» REQUIRED TASK:
Edit the data below by changing every "photograph" to "image" and keeping everything else the same. Leave the pictures out of your answer.

» INPUT:
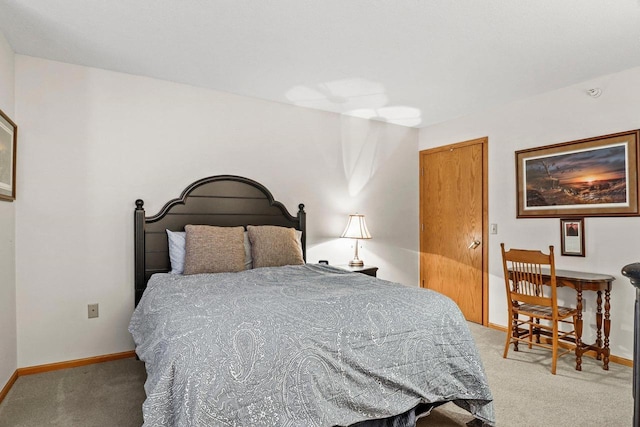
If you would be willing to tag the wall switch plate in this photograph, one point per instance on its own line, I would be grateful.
(93, 310)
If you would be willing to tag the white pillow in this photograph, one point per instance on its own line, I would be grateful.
(177, 243)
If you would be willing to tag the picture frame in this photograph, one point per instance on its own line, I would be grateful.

» ANSWER TO THIS TASK:
If you would be willing to tag the wall switch plate in this image, one point per instance on its own line, I would be grateful.
(93, 310)
If you would be willing to tag the white pillow in this image, one point per instance on its own line, I would be grateful.
(177, 243)
If you would be willing to tag the picture frame in this image, one point per instance on its own line, I would be grateful.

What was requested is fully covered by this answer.